**YOUR GOAL**
Rewrite the records from the line that has "outline woman's blonde hair, every instance" through the line that has "M 419 120 L", replacing "blonde" with "golden" and keeping everything else unchanged.
-- Begin --
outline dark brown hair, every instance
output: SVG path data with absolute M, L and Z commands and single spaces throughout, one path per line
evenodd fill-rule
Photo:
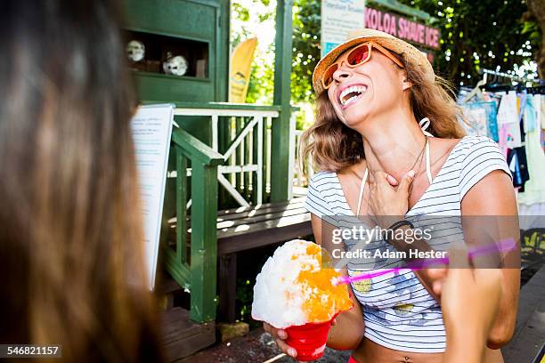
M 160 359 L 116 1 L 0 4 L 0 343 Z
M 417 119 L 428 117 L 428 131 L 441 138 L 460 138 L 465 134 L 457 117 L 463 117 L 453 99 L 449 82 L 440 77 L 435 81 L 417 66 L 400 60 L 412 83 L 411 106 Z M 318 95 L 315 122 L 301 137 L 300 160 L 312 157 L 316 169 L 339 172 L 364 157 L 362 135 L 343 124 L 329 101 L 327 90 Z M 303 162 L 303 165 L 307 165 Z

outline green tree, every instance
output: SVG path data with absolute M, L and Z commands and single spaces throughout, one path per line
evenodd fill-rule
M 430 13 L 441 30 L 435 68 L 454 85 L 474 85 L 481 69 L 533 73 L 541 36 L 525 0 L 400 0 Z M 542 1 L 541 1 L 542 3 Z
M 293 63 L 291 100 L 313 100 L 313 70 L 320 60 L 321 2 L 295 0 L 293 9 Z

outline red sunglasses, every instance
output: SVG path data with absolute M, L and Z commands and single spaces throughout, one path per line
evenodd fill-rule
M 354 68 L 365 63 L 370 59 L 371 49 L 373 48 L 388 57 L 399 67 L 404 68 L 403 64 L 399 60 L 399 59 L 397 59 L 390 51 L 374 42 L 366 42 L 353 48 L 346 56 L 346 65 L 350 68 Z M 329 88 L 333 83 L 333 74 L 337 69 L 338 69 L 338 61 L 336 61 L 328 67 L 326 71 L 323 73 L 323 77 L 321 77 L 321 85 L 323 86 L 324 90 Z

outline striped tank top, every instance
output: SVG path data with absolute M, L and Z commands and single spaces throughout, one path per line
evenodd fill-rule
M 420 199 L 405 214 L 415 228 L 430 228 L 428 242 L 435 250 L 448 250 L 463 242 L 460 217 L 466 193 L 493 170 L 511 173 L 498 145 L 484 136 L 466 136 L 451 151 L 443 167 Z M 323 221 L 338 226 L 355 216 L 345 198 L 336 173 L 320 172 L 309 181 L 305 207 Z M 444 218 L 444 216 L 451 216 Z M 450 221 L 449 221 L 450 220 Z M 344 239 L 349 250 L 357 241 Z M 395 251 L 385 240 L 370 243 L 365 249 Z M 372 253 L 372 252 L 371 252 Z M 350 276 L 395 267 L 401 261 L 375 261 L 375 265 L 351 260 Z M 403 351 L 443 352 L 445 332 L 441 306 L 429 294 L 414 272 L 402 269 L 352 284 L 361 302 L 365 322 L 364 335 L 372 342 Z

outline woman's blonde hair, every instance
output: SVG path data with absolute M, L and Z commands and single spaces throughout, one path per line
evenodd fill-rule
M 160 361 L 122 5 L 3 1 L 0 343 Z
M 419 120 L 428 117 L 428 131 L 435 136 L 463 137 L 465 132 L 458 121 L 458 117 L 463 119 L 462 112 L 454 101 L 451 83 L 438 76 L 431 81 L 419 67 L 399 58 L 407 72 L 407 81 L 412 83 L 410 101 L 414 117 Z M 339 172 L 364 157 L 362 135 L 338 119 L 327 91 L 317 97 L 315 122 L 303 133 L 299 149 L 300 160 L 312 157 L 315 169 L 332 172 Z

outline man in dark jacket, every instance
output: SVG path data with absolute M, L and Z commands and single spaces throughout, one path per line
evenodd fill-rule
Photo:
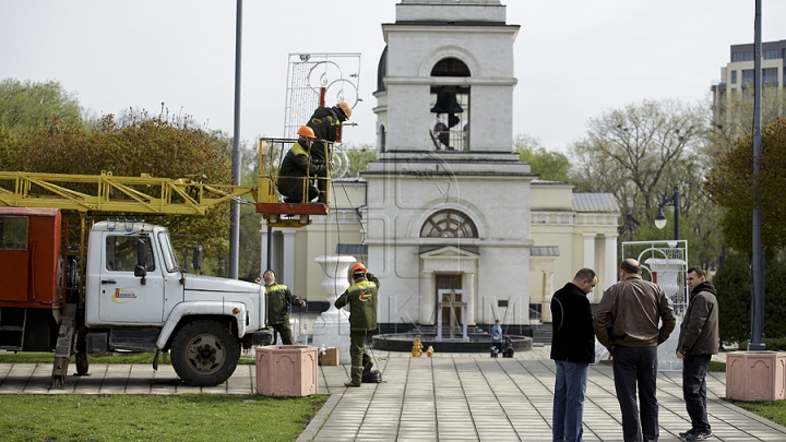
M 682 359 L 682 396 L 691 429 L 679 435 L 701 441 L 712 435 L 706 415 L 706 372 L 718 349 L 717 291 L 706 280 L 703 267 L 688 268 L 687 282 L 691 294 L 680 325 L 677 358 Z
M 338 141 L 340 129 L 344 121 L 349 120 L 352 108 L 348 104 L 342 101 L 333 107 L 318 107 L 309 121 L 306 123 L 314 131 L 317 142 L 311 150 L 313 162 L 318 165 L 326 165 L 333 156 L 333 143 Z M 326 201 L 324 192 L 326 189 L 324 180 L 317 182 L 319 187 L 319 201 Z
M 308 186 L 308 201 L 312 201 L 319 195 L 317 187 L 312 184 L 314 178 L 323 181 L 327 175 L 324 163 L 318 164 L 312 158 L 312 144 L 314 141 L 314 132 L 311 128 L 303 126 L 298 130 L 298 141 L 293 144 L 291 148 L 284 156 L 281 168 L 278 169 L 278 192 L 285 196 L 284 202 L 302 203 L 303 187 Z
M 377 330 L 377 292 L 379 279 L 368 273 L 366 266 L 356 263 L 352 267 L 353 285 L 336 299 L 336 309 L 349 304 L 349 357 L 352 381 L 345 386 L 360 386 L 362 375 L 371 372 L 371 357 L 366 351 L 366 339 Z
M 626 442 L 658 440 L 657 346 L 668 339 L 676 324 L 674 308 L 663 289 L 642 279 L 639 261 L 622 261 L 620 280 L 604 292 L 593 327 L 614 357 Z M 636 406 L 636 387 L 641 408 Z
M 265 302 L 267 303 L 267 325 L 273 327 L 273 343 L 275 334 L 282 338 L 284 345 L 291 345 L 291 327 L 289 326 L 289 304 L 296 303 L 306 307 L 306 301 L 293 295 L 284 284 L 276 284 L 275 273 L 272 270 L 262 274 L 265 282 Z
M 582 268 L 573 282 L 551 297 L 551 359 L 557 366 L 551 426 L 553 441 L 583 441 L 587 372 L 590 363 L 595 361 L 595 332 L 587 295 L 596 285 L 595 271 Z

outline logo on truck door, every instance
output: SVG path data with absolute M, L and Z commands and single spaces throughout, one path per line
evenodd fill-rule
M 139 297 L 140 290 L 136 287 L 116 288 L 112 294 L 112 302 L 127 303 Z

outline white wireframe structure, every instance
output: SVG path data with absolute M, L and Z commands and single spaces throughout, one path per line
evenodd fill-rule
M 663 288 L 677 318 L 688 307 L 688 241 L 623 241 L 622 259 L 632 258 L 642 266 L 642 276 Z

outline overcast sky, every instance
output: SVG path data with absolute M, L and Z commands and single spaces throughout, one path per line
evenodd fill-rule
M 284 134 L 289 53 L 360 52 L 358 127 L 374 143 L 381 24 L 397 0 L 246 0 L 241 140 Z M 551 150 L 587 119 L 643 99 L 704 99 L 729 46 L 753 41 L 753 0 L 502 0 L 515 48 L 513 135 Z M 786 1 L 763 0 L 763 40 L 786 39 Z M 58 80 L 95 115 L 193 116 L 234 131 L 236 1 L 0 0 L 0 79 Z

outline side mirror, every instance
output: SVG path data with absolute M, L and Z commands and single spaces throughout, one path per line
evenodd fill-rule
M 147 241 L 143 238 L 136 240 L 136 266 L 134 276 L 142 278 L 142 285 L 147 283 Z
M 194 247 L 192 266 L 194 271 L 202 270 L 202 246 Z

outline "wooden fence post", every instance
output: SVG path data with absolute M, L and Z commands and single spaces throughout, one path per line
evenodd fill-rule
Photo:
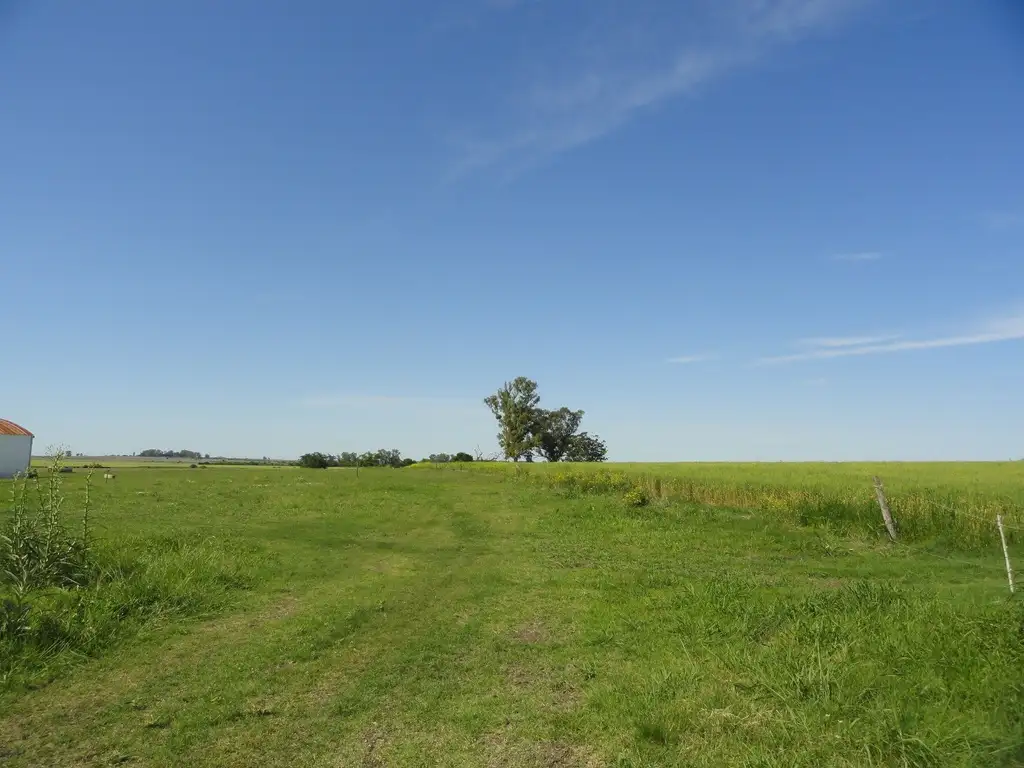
-- End --
**EXPECTED OUTPUT**
outline woman's golden hair, every instance
output: SVG path data with absolute M, L and Z commands and single spaces throughout, one path per line
evenodd fill-rule
M 160 361 L 122 5 L 3 1 L 0 343 Z
M 419 120 L 428 117 L 428 131 L 435 136 L 463 137 L 465 132 L 458 121 L 458 117 L 463 119 L 462 112 L 454 101 L 451 83 L 438 76 L 431 81 L 419 67 L 399 58 L 407 72 L 407 81 L 412 83 L 410 101 L 414 117 Z M 339 172 L 364 157 L 362 135 L 338 119 L 327 91 L 317 97 L 315 122 L 303 133 L 299 149 L 300 160 L 312 157 L 315 169 L 332 172 Z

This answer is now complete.